* _DOCUMENT EXTRACT_:
Re: Netfilter applied to specific interfaces only

[Date Prev][Date Next][Thread Prev][Thread Next][Date Index][Thread Index]

 



On Friday 2013-03-08 20:14, Jim Mellander wrote:
>
>In the HPC world, and in network intrusion detection, network
>performance is paramount.  We've found that just having the iptables
>kernel module loaded without any ruleset substantially reduces
>performance at high traffic rates.

This one is a known issue with ip_tables/x_tables, and solved in 
xtables2 where you can deallocate the base chains when empty -- (more 
accurately, they do not exist by default and need to be created first) 
-- given finer control over what is being executed.


>Disabling IPTables (and unloading the associated kernel modules)
>seemed to significantly improve performance, but running with IPTables
>disabled in production is undesirable.
>
>Typically, we have interfaces that are external facing that we would
>like to run IPtables on, but the internal interfaces which are just
>for internal cluster communications must run as fast as possible.

* _JOB A_: Return, verbatim, everything in the mailing list message from "On Friday 2013-03-08" down to "high traffic rates.".

* _PROVIDED DATA_:
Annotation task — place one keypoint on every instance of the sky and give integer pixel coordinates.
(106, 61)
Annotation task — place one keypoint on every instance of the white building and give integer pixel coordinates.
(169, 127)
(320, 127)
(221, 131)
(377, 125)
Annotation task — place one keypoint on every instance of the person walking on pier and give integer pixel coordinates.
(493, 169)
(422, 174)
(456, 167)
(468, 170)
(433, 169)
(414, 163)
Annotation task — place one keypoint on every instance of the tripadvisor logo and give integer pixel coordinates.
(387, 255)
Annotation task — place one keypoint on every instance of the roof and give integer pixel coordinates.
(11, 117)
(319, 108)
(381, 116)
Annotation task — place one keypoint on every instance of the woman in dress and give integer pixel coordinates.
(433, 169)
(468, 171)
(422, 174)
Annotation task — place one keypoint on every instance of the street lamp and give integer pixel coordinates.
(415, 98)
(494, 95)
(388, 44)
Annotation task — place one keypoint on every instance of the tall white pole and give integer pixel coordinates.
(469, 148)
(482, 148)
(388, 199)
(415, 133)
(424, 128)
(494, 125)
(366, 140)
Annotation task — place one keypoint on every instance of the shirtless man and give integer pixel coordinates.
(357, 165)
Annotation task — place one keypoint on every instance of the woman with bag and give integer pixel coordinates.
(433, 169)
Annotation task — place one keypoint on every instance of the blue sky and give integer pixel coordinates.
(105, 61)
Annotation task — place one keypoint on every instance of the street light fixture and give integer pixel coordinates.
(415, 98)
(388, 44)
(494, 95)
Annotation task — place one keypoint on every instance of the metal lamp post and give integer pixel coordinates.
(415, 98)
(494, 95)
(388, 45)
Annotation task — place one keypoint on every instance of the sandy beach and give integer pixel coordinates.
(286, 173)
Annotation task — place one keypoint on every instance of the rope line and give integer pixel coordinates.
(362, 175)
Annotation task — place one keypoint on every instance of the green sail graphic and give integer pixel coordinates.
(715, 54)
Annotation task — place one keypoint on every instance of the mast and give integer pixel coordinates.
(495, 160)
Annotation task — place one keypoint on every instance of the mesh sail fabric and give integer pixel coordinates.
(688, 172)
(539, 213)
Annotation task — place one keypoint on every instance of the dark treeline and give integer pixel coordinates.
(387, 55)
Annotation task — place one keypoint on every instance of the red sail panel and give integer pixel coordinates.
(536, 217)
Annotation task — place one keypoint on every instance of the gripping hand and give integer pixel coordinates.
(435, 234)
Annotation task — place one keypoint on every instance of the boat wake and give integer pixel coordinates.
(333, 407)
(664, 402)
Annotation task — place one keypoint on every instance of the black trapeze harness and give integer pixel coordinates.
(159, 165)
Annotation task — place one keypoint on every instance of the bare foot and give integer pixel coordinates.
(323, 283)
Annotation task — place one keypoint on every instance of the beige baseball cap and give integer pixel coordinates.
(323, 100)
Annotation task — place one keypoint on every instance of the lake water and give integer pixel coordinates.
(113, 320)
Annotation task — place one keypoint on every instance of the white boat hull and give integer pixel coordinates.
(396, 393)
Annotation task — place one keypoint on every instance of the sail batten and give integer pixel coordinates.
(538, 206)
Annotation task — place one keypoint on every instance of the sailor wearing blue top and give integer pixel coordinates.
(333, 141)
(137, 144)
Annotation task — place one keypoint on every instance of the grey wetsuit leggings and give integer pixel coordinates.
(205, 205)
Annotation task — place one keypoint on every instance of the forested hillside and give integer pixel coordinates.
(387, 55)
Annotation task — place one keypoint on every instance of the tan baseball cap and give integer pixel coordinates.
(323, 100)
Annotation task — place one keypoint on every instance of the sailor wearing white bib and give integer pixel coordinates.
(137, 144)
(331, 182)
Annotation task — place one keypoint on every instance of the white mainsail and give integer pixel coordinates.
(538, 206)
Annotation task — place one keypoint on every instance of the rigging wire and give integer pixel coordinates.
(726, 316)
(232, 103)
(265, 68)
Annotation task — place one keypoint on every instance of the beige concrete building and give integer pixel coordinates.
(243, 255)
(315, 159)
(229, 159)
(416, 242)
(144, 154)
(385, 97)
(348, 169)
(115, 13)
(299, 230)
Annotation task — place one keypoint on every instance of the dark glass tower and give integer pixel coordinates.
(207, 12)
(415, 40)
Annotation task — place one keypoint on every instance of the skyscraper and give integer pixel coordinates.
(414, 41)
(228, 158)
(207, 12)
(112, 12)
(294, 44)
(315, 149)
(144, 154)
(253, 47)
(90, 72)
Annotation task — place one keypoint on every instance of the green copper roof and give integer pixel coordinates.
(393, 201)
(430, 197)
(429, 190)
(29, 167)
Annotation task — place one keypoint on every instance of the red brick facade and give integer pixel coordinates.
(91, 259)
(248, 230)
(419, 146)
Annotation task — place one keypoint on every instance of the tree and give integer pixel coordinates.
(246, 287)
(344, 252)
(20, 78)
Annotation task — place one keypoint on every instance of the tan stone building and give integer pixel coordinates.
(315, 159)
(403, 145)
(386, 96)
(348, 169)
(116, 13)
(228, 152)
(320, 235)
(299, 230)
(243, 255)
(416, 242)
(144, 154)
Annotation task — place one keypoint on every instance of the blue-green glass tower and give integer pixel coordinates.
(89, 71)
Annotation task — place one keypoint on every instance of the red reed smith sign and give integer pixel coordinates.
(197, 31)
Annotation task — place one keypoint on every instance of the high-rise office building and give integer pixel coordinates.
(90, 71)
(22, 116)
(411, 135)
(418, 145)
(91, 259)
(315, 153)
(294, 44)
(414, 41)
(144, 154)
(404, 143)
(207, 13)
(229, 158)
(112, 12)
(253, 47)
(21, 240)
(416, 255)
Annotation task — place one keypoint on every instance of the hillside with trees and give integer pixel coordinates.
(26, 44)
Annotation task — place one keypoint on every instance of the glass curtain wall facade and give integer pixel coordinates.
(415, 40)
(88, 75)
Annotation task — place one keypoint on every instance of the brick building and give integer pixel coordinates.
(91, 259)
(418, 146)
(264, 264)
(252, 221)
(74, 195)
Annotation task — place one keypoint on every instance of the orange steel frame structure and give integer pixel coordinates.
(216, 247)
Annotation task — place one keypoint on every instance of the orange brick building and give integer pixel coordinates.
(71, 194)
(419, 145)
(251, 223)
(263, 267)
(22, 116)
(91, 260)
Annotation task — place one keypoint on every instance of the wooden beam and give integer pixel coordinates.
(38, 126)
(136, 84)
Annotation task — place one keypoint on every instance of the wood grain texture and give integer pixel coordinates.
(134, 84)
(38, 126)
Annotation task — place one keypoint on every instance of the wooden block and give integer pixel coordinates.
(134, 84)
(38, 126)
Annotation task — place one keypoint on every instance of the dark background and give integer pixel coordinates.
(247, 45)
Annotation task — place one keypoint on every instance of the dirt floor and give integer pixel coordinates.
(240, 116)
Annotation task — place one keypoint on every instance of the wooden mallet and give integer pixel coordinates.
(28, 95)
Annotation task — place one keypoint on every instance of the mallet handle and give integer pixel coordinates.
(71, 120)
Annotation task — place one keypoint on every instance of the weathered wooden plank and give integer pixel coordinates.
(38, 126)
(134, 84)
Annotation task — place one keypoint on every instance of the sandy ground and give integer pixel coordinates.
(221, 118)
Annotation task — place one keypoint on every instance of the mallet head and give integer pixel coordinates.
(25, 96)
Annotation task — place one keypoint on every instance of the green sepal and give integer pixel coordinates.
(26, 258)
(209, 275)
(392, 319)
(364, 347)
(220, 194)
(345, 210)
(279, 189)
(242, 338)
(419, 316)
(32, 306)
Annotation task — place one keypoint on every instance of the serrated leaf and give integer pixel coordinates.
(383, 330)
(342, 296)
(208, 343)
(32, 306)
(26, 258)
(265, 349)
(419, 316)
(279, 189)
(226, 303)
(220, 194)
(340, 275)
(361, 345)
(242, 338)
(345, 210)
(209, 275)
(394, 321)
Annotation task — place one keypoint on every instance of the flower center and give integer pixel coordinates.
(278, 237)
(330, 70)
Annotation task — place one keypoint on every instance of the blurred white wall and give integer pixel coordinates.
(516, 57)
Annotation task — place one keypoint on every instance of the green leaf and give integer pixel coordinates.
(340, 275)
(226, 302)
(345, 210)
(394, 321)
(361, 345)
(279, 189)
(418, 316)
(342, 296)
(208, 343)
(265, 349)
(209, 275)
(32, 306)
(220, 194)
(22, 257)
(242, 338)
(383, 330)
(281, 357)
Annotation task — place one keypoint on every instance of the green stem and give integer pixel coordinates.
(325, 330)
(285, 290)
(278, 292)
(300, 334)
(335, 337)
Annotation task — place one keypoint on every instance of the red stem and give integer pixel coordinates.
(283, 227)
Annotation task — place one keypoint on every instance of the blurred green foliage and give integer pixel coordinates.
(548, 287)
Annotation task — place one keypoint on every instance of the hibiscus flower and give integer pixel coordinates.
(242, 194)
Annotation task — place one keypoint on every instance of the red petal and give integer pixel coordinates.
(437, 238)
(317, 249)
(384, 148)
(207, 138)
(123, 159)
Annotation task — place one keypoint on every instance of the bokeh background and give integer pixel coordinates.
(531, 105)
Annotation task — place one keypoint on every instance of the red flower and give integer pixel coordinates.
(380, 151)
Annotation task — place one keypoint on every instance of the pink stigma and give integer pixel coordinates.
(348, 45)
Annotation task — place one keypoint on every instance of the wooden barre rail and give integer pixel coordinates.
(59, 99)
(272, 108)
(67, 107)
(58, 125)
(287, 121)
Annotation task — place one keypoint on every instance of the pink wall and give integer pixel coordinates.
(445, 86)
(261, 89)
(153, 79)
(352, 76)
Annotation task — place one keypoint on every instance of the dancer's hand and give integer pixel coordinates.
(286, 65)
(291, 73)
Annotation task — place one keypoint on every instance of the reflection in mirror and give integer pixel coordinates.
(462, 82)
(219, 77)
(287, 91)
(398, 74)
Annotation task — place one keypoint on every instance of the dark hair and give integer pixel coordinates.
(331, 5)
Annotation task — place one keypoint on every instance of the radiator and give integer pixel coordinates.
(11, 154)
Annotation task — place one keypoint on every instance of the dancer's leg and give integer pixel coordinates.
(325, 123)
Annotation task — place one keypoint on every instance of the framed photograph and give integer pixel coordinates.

* _JOB B_: Rewrite everything in the entries from the line containing "rail and give integer pixel coordinates." down to the end of the entries, both ends included, and keep the requests. Multiply each coordinate in the answers by 1.45 and round to a whole number, rounding halves up, and give back only these lines.

* _FULL ANSWER A_:
On Friday 2013-03-08 20:14, Jim Mellander wrote:
>
>In the HPC world, and in network intrusion detection, network
>performance is paramount.  We've found that just having the iptables
>kernel module loaded without any ruleset substantially reduces
>performance at high traffic rates.

* _FULL ANSWER B_:
Annotation task — place one keypoint on every instance of the wooden barre rail and give integer pixel coordinates.
(86, 144)
(394, 157)
(97, 155)
(84, 181)
(416, 175)
Annotation task — place one keypoint on every instance of the pink wall and give integer pixel coordinates.
(645, 125)
(378, 129)
(222, 115)
(510, 110)
Annotation task — place one keypoint on every instance of the dancer's hand and give integer pixel coordinates.
(415, 94)
(422, 106)
Annotation task — place one keypoint on every instance of the reflection in mirror and give integer pixel coordinates.
(670, 119)
(318, 112)
(416, 132)
(577, 107)
Annotation task — place one keypoint on every instance of the dark hair and give integer pixel coordinates.
(480, 7)
Annotation task — place one keypoint on every instance of the radiator and give integer pixel coordinates.
(16, 223)
Annotation task — place one keypoint on every instance of the dancer's leg and give integer pixel coordinates.
(471, 178)
Annotation task — place one keypoint on every instance of the framed photograph and give integer pixel coordinates.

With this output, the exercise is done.